>> start Data to use
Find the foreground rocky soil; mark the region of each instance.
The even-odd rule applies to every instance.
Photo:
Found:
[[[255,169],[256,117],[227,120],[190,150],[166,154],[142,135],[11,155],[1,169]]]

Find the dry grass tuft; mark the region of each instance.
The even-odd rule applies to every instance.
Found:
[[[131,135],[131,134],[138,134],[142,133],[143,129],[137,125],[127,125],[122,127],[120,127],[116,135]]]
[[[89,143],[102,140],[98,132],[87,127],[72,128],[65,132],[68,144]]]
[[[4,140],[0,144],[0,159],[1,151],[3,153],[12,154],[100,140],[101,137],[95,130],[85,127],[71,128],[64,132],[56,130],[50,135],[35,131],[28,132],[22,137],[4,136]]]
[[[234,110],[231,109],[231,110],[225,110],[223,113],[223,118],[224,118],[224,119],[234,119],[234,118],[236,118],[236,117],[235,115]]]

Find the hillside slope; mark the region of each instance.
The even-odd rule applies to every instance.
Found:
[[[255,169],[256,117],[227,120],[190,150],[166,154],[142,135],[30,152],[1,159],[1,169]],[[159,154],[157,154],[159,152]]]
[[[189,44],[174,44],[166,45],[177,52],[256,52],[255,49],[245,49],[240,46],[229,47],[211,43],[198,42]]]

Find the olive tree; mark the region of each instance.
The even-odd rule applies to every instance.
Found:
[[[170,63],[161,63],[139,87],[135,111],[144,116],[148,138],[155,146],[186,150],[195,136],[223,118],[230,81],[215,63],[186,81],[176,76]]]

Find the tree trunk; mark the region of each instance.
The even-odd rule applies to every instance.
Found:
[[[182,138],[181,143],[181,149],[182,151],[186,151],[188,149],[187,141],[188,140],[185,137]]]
>> end Data to use
>> start Data to use
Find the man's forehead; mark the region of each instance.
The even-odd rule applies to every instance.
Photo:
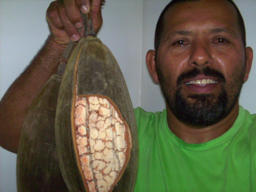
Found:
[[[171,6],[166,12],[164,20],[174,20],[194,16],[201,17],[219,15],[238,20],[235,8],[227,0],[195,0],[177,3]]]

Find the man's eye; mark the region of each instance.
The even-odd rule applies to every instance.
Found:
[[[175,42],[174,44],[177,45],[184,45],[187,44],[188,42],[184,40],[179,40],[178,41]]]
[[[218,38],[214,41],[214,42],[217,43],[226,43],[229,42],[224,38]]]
>> end Data to use
Pull out each line in the rows above that contains the string "mark". Treat uppercase and lowercase as different, so only lines with that exact casing count.

Answer:
Find the foreground rocky soil; mark the region of each instance.
Find the dry grass tuft; mark the region of each instance.
Find the hillside slope; mark the region of each instance.
Find the olive tree; mark the region of each instance.
Find the tree trunk; mark the region of each instance.
Find the man's forehead; mark the region of each instance.
Find the man's eye; mark the region of each instance.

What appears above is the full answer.